→ **WHAT TO PRODUCE**: The answer must be a single number: how many lines of the records below hold the word "item".

Stored data entries
☆ ☆ ☆ ☆ ☆ ☆ ☆
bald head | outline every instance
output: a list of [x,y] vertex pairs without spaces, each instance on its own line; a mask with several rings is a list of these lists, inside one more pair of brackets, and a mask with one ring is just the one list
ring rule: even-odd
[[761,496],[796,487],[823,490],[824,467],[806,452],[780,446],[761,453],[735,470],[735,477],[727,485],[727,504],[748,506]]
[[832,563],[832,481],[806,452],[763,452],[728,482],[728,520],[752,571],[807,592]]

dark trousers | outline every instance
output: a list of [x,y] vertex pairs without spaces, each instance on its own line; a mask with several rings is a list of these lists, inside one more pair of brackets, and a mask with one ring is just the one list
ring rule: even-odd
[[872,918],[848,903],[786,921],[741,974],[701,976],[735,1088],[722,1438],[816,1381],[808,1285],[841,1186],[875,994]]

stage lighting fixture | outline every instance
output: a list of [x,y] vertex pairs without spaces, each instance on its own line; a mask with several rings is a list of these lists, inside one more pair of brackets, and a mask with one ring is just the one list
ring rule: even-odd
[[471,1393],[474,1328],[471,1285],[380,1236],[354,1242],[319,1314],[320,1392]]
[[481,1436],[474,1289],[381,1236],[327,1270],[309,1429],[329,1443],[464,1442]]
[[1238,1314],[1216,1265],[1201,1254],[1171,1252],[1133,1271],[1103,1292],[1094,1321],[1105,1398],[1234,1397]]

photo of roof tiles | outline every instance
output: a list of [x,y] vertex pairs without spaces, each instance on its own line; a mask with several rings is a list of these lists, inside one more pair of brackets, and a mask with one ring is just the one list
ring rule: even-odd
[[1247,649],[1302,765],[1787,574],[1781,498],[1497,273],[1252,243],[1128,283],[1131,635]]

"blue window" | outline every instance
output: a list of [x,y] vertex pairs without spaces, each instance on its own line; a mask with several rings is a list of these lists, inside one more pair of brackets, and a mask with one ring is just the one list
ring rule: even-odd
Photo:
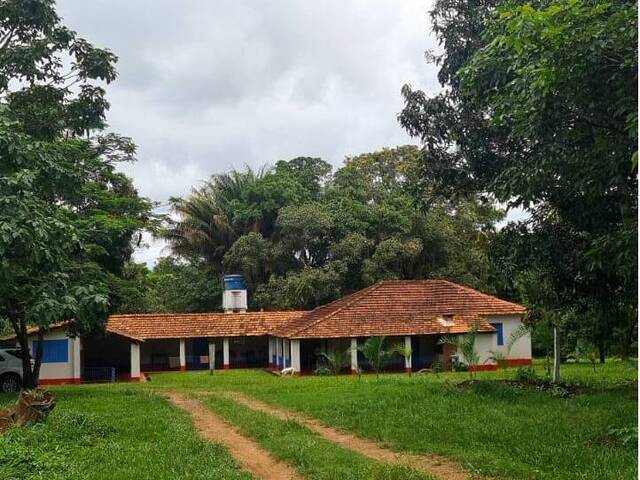
[[498,334],[498,346],[504,345],[504,336],[502,333],[502,323],[492,323],[491,326],[496,329],[496,333]]
[[[33,356],[38,351],[38,341],[33,342]],[[69,361],[69,340],[45,340],[42,349],[42,363],[66,363]]]

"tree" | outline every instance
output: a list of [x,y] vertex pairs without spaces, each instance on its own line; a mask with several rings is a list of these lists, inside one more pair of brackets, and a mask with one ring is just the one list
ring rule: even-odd
[[205,263],[163,257],[148,277],[148,312],[222,310],[222,278]]
[[102,130],[108,103],[96,81],[115,80],[117,57],[62,25],[53,0],[4,1],[0,18],[0,96],[10,117],[39,139]]
[[313,202],[283,207],[276,224],[280,242],[292,261],[309,267],[326,264],[333,228],[326,206]]
[[247,290],[254,293],[270,274],[271,245],[262,235],[251,232],[241,236],[222,258],[225,272],[242,272]]
[[161,233],[173,251],[186,258],[206,262],[221,271],[226,251],[243,234],[259,232],[260,212],[243,203],[243,197],[263,177],[247,168],[214,175],[199,189],[193,189],[188,199],[173,198],[176,221],[168,220]]
[[[107,296],[73,211],[60,206],[92,173],[75,161],[76,142],[36,142],[15,130],[0,120],[0,316],[22,348],[23,385],[34,388],[45,329],[70,318],[95,321],[106,313]],[[32,325],[41,327],[33,367]]]
[[443,335],[440,337],[441,344],[453,345],[457,351],[462,354],[462,359],[469,370],[469,377],[473,380],[475,370],[474,366],[480,363],[480,357],[476,352],[476,339],[478,338],[479,325],[475,324],[464,335]]
[[180,218],[164,234],[180,262],[244,273],[255,308],[313,308],[385,278],[487,288],[502,212],[479,197],[418,202],[420,158],[407,145],[347,158],[335,175],[310,157],[217,174],[174,199]]
[[[407,345],[405,342],[396,343],[393,347],[391,347],[391,350],[404,358],[405,362],[407,360],[410,360],[411,355],[413,355],[413,349],[411,348],[411,345]],[[411,375],[411,369],[409,369],[408,373],[409,375]]]
[[257,305],[277,310],[311,310],[341,295],[342,276],[331,267],[305,267],[288,275],[272,275],[256,291]]
[[331,373],[334,375],[340,375],[350,365],[351,349],[334,349],[332,353],[322,353],[322,356],[329,363]]
[[[131,140],[93,133],[105,127],[98,82],[115,79],[115,55],[63,26],[52,1],[2,2],[0,16],[0,318],[33,388],[51,323],[102,325],[151,204],[115,171],[134,159]],[[33,367],[30,326],[40,327]]]
[[376,376],[380,376],[380,371],[397,353],[394,348],[388,348],[386,337],[369,337],[363,345],[358,347],[364,357],[369,362]]
[[[432,20],[444,49],[433,58],[447,88],[430,98],[405,86],[399,116],[421,138],[423,174],[439,193],[528,209],[513,245],[547,239],[542,258],[510,270],[556,275],[561,303],[543,308],[588,320],[590,332],[563,328],[593,336],[602,360],[614,331],[634,330],[625,312],[637,312],[636,19],[633,2],[440,0]],[[517,275],[510,282],[517,292]]]

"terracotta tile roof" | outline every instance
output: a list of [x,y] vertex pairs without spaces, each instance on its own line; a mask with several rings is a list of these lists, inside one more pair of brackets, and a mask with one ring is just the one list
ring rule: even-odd
[[468,332],[485,315],[522,315],[522,305],[446,280],[390,280],[316,308],[276,330],[288,338],[427,335]]
[[[64,320],[61,322],[52,323],[51,325],[49,325],[49,328],[47,328],[45,331],[58,330],[59,328],[67,327],[71,323],[72,323],[72,320]],[[40,327],[29,327],[27,328],[27,335],[33,335],[34,333],[38,333],[39,331],[40,331]],[[13,334],[13,335],[8,335],[6,337],[1,337],[0,341],[4,342],[7,340],[15,340],[15,339],[16,339],[16,335]]]
[[133,340],[240,337],[271,333],[305,312],[167,313],[111,315],[106,330]]

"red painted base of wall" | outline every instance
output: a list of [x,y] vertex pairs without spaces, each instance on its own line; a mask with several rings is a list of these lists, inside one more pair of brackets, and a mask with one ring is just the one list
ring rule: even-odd
[[222,365],[222,368],[223,368],[224,370],[229,370],[231,367],[229,366],[229,364],[228,364],[228,363],[226,363],[226,364]]
[[79,378],[43,378],[38,382],[40,385],[80,385]]
[[[507,360],[507,366],[509,367],[528,367],[531,364],[532,363],[530,358],[509,358]],[[471,367],[469,367],[469,370],[473,372],[484,372],[497,369],[498,365],[496,364],[472,365]]]
[[532,365],[530,358],[510,358],[508,362],[510,367],[530,367]]
[[145,373],[140,373],[139,377],[132,377],[128,373],[122,373],[118,375],[116,382],[140,382],[142,381],[143,377],[147,378],[147,375]]
[[187,366],[186,365],[180,365],[180,371],[181,372],[186,372],[187,371]]
[[410,367],[404,368],[404,373],[411,373],[411,372],[413,372],[413,368],[410,368]]

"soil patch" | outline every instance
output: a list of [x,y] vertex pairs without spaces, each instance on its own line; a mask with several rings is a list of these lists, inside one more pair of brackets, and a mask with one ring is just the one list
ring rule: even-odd
[[274,407],[242,393],[227,392],[224,395],[241,405],[266,413],[280,420],[293,420],[301,423],[309,430],[320,434],[323,438],[337,443],[341,447],[354,450],[373,460],[407,465],[442,480],[469,480],[471,478],[477,478],[474,477],[472,473],[464,470],[460,464],[439,455],[417,455],[394,452],[372,440],[335,430],[323,425],[318,420],[296,412]]
[[298,480],[300,475],[288,464],[276,460],[256,442],[239,433],[198,400],[183,397],[175,392],[166,393],[174,405],[188,411],[198,432],[229,450],[236,461],[256,478],[263,480]]

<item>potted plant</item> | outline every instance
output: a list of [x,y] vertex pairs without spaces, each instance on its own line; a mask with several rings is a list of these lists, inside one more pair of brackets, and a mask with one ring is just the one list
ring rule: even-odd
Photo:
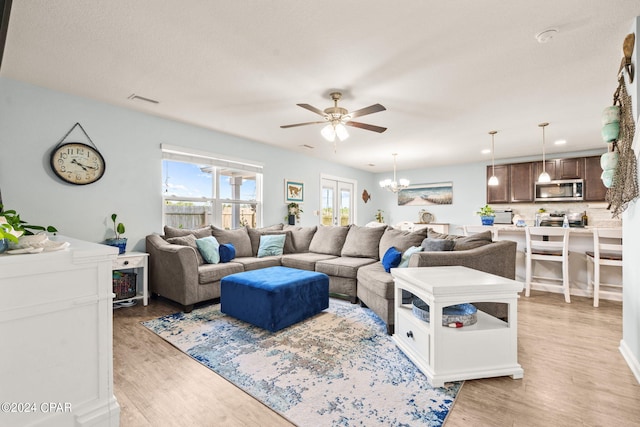
[[291,202],[287,205],[287,216],[284,217],[289,225],[295,225],[296,221],[300,221],[300,214],[303,212],[299,204]]
[[117,218],[117,214],[111,214],[111,221],[113,221],[113,233],[116,237],[114,239],[107,239],[104,242],[109,246],[115,246],[116,248],[118,248],[119,253],[123,254],[127,249],[127,238],[121,236],[122,234],[124,234],[125,228],[124,224],[121,222],[116,224]]
[[32,225],[20,218],[20,214],[13,209],[4,210],[4,206],[0,205],[0,253],[7,250],[9,242],[18,243],[18,237],[23,234],[30,236],[35,232],[46,231],[48,233],[57,233],[58,230],[48,225]]
[[379,223],[383,223],[384,222],[384,211],[381,209],[378,209],[378,212],[376,212],[376,221],[378,221]]
[[480,219],[482,220],[482,225],[493,225],[493,220],[496,216],[496,211],[489,205],[484,205],[480,208],[477,215],[480,215]]

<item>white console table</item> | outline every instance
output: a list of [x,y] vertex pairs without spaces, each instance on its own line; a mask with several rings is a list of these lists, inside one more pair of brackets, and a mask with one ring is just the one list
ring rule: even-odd
[[147,265],[149,254],[145,252],[125,252],[118,255],[113,261],[113,270],[131,270],[136,273],[136,296],[122,300],[114,300],[117,304],[122,301],[142,300],[142,305],[149,303],[149,285],[147,278]]
[[[522,378],[518,364],[518,292],[522,283],[467,267],[395,268],[397,346],[436,387],[447,381],[510,375]],[[429,322],[402,303],[402,290],[429,305]],[[477,323],[462,328],[442,325],[442,309],[469,302],[509,305],[504,322],[480,310]]]
[[112,263],[118,249],[0,255],[2,426],[117,427]]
☆ ☆ ☆ ☆ ☆ ☆ ☆
→ **REPLY TO THE TASK**: 2